You are viewing a plain text version of this content. The canonical link for it is here.
Posted to j-users@xerces.apache.org by Michael Glavassevich <mr...@ca.ibm.com> on 2009/04/24 01:23:23 UTC

Re: doubt about utf8 and charactrers method in DefaultHandler (SaxParser)

Hi Raimon,

Raimon Bosch <ra...@gmail.com> wrote on 04/23/2009 06:59:42 PM:

> I see that characters method is always interpreting the characters as
16-bit
> characters, because is an array of type char. How Xerces manage the
> non-16-bit characters? For example, in UTF8 there is a lot of characters
> between 16 and 32 bits.
>
> If I found a char outside the 16 bit UTF-8 range, can I suppose that it
is
> not an UTF-8 character?

**Given data**
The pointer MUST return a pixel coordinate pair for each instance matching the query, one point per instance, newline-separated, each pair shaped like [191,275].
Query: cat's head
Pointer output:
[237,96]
* * *
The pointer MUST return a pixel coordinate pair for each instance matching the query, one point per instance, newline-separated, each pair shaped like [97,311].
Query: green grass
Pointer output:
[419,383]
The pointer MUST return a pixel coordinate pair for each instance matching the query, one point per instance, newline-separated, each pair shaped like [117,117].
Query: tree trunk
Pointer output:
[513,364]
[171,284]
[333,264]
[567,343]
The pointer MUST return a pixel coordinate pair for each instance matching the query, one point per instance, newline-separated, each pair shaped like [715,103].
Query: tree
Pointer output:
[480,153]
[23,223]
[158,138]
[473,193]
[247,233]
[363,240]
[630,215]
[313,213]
==
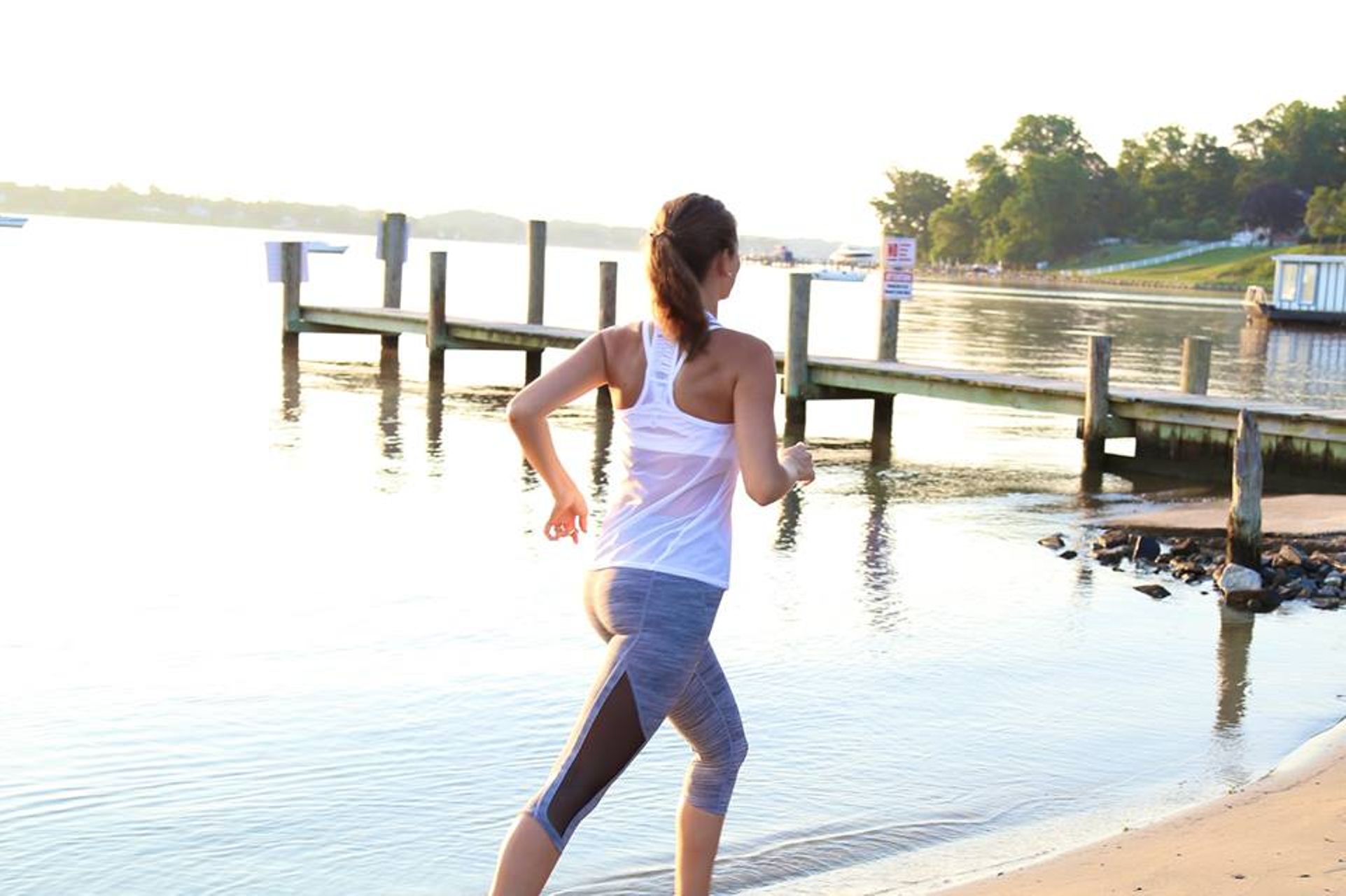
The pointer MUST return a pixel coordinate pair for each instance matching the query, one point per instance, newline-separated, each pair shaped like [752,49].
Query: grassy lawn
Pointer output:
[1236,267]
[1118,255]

**Work to complete**
A: In the forum post, why does Raimon Bosch say the characters method always treats characters as 16-bit?
B: List every software component, class, or character encoding named in the subject line and the quoted message of the forum post.
C: Echo the section of the forum post that opens with the words "Raimon Bosch <ra...@gmail.com>" and closes with "and 32 bits.".
The items come from a separate source unrelated to the forum post.

**Replies**
A: Because it is an array of type char.

B:
- UTF-8 (also written utf8 and UTF8)
- DefaultHandler
- SaxParser
- Xerces

C:
Raimon Bosch <ra...@gmail.com> wrote on 04/23/2009 06:59:42 PM:

> I see that characters method is always interpreting the characters as
16-bit
> characters, because is an array of type char. How Xerces manage the
> non-16-bit characters? For example, in UTF8 there is a lot of characters
> between 16 and 32 bits.